:: Dataset entries ::
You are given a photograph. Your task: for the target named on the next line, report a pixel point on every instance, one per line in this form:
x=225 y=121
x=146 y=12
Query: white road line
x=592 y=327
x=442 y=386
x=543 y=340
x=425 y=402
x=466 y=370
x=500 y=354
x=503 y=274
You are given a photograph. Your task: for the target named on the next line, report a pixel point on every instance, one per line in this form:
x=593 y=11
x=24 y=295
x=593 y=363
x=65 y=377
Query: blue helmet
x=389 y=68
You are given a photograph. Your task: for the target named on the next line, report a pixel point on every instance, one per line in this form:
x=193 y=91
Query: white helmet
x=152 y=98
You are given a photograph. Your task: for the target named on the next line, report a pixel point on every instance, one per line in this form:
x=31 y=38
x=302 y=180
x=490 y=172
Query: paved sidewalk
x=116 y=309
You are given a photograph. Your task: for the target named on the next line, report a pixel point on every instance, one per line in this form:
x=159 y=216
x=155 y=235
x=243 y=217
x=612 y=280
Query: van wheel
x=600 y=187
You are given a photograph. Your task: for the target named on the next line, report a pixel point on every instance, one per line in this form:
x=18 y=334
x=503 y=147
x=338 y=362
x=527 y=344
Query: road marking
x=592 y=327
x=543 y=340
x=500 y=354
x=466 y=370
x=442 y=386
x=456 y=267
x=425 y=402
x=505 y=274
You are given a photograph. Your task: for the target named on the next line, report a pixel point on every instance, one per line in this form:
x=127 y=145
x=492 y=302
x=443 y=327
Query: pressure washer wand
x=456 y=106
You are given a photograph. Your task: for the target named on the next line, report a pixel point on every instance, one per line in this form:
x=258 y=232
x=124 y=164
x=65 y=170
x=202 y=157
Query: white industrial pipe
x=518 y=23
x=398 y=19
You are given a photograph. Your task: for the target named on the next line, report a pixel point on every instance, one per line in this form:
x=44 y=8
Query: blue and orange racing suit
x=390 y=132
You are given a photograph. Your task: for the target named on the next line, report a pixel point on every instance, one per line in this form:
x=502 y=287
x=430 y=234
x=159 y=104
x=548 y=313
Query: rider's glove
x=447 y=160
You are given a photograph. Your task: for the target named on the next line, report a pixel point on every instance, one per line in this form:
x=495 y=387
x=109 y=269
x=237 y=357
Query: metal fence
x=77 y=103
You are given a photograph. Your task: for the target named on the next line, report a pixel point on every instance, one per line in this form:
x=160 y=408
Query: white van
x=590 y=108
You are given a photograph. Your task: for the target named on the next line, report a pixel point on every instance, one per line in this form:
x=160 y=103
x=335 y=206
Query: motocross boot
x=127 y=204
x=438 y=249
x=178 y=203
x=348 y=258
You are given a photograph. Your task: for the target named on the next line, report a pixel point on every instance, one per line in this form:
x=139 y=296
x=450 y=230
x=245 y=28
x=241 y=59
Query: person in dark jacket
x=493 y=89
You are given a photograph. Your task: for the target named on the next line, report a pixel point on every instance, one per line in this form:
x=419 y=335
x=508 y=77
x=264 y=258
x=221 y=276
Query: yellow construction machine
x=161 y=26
:::
*The task*. Quote every line of the records above verbatim, from the first record through the last.

*Answer to this task*.
You are given a photograph. Your task: for the target named on the next line, report a pixel point on every instance, one per line in this form:
x=225 y=121
x=146 y=12
Query: white road line
x=592 y=327
x=442 y=386
x=543 y=340
x=425 y=402
x=466 y=370
x=500 y=354
x=503 y=274
You are given a photograph. Your task: for the target named on the next line, report a pixel point on every instance, one per line in this form:
x=593 y=11
x=24 y=295
x=593 y=363
x=65 y=377
Query: blue helmet
x=389 y=68
You are given a photograph. Your task: for the target named on the next line, report a pixel point on every instance, one per line in this form:
x=193 y=91
Query: white helmet
x=152 y=98
You are given a photograph. Your task: for the target named on the next line, report a pixel point on every instance, one per line in this form:
x=31 y=38
x=302 y=180
x=490 y=172
Query: paved sidewalk
x=116 y=309
You are given a photograph. Your task: for the target named on the next line, report a pixel point on every instance, one per line in this form:
x=159 y=216
x=155 y=235
x=243 y=217
x=612 y=280
Query: van wheel
x=600 y=187
You are given a photograph. Your task: for the target named on the next line, report a pixel point on every instance, one per line in this form:
x=18 y=334
x=503 y=147
x=338 y=362
x=527 y=344
Query: road marking
x=592 y=327
x=543 y=340
x=500 y=354
x=466 y=370
x=442 y=386
x=456 y=267
x=425 y=402
x=505 y=274
You are given a photograph. Your task: for the target named on the next line, report a pixel point on every instance, one per line in this form:
x=127 y=145
x=492 y=302
x=443 y=327
Query: pressure washer wand
x=456 y=106
You are given a photograph. Your task: for the target named on the next line, report a pixel point on every instance, one per line in this form:
x=258 y=232
x=124 y=164
x=65 y=170
x=202 y=157
Query: white industrial pipe
x=518 y=23
x=398 y=19
You are given a photograph. Your task: for the target named on the next line, report a pixel point on every instance, one per line in this form:
x=44 y=8
Query: blue and orange racing suit
x=390 y=132
You are given a photograph. Your task: for the target named on the next line, report a pixel point on every instance, one per line in this form:
x=502 y=287
x=430 y=234
x=159 y=104
x=548 y=313
Query: rider's glove
x=447 y=160
You are given a photograph. Your task: for the target named on the next line, report a pixel point on every instance, one per line in this form:
x=495 y=387
x=109 y=269
x=237 y=357
Query: metal fence
x=77 y=103
You are given a photograph. Your task: for the target named on the next line, report a pixel point on every instance, one per line in this form:
x=160 y=408
Query: white van
x=590 y=108
You are given a photograph. Your task: for the target named on the next line, report a pixel point on every instance, one per line in this form:
x=160 y=103
x=335 y=206
Query: motocross boot
x=127 y=204
x=438 y=249
x=178 y=203
x=348 y=258
You are given a photograph. Your task: for the target named on the next line, report a pixel point on every instance, one per line in this form:
x=139 y=296
x=450 y=230
x=245 y=28
x=241 y=59
Query: person in dark jacket
x=493 y=89
You are given a photograph. Your task: for the target named on the next line, report a pixel point on every instance, one per line in this form:
x=419 y=335
x=508 y=77
x=264 y=258
x=221 y=276
Query: yellow construction machine
x=161 y=26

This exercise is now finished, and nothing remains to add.